+++ Rows
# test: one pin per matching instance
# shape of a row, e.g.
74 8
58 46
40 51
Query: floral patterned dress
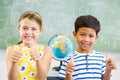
26 65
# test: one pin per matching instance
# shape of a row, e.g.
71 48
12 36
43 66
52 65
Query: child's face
29 31
85 38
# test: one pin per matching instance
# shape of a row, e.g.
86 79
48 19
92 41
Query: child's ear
74 33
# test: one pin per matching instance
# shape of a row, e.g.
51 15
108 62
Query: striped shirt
87 66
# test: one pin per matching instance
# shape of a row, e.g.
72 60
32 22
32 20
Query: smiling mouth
28 38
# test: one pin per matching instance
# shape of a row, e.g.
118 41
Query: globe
61 47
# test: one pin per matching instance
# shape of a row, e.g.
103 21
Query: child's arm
110 65
12 59
42 64
69 69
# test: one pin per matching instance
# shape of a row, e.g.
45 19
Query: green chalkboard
58 18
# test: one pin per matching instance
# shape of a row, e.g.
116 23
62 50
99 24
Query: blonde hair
32 16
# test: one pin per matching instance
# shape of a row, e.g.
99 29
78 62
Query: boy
85 63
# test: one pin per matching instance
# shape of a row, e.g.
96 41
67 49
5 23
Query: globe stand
57 68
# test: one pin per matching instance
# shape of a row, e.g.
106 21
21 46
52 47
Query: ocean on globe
61 47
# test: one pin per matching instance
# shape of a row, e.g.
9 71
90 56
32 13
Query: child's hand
70 66
34 53
16 55
110 63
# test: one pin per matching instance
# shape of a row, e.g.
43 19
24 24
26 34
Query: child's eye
82 34
33 28
25 28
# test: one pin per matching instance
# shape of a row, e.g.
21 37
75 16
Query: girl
27 60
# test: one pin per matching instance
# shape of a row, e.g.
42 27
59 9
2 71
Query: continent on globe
61 47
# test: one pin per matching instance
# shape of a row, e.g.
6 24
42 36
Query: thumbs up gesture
70 66
110 63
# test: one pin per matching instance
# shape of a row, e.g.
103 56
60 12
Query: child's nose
86 38
29 31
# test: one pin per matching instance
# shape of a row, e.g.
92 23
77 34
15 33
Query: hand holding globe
61 47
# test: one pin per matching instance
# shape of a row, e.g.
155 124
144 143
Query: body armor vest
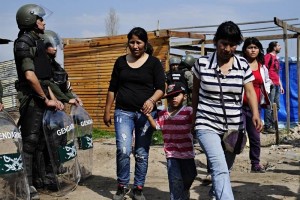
41 63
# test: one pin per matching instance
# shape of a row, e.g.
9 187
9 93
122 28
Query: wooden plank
282 23
169 33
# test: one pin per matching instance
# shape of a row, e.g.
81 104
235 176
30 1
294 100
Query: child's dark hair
271 46
256 42
228 31
140 33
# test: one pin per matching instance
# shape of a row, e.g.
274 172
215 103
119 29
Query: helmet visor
52 38
56 42
41 11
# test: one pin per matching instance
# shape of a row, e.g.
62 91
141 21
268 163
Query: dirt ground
281 181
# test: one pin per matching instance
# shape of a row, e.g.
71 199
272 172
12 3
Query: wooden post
275 118
286 27
202 49
287 77
298 72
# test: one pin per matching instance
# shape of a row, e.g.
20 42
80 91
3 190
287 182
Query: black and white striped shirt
209 113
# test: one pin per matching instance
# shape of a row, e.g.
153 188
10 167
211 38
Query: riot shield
83 139
13 179
64 172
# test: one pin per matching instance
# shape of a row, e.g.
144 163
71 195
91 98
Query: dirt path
280 182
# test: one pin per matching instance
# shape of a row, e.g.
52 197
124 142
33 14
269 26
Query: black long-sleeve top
133 86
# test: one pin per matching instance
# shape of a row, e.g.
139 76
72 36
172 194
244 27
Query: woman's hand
257 123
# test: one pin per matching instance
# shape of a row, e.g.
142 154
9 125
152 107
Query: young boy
176 123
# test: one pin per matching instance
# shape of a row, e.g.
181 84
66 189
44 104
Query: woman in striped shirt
235 78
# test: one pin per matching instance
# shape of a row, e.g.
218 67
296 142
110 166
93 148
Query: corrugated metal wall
89 64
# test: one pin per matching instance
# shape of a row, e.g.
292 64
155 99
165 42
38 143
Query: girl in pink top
176 123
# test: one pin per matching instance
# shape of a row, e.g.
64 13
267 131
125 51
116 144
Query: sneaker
121 192
138 193
257 169
34 195
269 130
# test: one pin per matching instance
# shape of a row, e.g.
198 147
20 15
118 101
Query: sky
86 18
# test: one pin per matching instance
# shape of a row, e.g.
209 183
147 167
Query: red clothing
176 129
273 68
257 83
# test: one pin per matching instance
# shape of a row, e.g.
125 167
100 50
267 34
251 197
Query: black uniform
30 54
1 92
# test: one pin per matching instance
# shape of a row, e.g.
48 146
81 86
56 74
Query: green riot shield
59 134
13 179
83 139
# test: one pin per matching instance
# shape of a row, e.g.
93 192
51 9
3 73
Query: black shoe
257 169
269 131
138 193
121 192
34 195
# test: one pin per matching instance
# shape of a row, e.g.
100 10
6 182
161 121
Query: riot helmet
175 61
28 14
187 61
52 39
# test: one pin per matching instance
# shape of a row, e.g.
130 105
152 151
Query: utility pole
286 27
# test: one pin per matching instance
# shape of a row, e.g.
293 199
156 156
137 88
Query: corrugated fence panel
89 64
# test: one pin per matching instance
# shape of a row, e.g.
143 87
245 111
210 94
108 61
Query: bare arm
281 88
109 101
252 101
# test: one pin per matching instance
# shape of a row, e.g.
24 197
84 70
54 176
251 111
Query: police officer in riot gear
1 94
33 68
180 71
59 83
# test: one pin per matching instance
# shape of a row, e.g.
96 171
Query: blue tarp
293 94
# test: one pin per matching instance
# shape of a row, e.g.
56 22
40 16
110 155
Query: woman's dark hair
149 49
140 33
256 42
228 31
271 46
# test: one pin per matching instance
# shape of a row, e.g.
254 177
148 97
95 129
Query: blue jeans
125 123
181 175
274 98
254 137
219 163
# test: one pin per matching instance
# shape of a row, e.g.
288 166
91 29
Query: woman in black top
137 82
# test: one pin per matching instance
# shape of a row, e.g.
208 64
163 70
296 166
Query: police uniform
30 55
1 93
58 83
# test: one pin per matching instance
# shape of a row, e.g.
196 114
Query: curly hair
228 31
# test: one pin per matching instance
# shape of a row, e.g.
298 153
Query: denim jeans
125 123
274 98
219 163
254 137
181 175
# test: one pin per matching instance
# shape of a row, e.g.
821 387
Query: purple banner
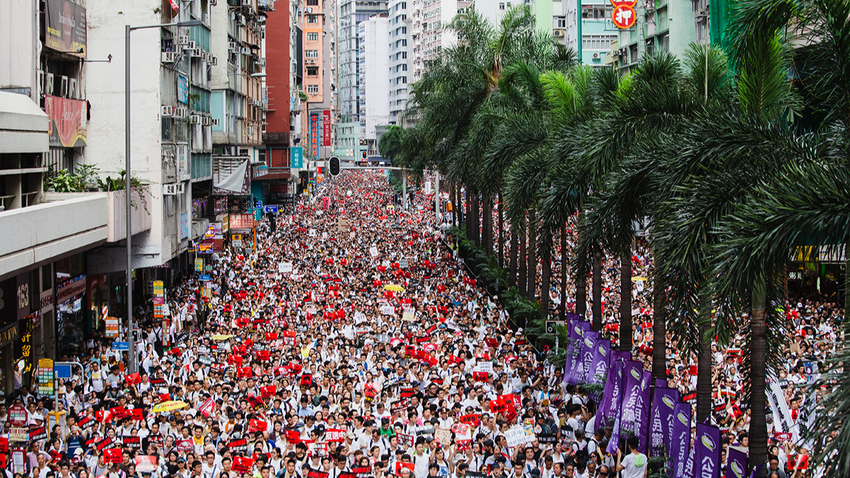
633 378
588 347
573 370
610 406
661 432
707 454
642 412
681 438
736 463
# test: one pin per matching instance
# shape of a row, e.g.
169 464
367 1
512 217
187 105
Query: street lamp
127 181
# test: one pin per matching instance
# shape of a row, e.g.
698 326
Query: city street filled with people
352 341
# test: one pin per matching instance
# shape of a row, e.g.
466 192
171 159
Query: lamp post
127 181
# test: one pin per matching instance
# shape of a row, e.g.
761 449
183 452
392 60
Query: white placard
515 436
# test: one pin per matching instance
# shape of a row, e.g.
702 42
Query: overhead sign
623 15
65 23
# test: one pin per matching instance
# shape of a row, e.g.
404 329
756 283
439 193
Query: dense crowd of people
353 343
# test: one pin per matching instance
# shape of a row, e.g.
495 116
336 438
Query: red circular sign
17 416
624 16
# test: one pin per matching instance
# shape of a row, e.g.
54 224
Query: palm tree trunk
474 218
704 358
626 301
522 284
564 276
546 271
659 326
758 376
532 254
596 288
512 257
487 228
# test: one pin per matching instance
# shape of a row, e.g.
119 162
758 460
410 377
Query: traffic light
333 165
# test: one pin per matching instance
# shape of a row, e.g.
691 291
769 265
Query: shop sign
17 416
70 289
45 378
182 89
242 221
8 334
65 24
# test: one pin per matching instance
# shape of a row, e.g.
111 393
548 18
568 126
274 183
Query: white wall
17 64
105 90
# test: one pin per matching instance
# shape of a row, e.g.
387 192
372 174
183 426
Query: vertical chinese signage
297 159
314 134
158 299
65 23
326 127
45 378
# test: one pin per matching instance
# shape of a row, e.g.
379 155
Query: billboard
314 134
296 161
65 25
326 127
67 126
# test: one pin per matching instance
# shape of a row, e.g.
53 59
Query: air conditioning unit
73 92
173 189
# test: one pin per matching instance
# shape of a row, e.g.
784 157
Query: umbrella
169 406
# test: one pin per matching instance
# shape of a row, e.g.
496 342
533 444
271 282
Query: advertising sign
182 89
314 134
326 127
623 15
296 160
67 121
65 24
45 378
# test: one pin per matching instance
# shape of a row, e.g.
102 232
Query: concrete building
374 77
349 142
665 25
400 57
593 25
237 105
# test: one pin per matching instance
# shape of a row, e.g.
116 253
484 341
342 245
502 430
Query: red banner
326 126
67 127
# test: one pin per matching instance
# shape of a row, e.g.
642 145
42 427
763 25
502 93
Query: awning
237 183
24 127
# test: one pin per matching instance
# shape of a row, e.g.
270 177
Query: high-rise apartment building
374 77
349 143
400 57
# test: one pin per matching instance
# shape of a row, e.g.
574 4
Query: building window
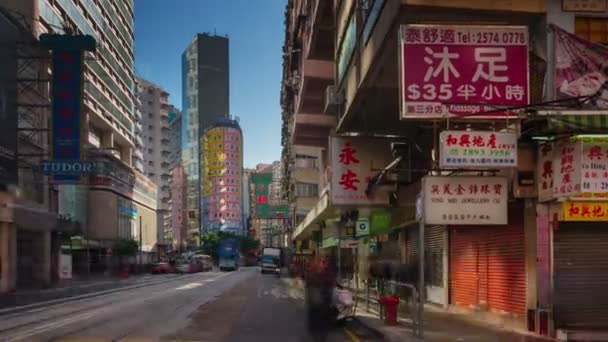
++++++
Tally the lines in the material above that contain the string "globe", treating case as significant, and give only the number.

### Result
5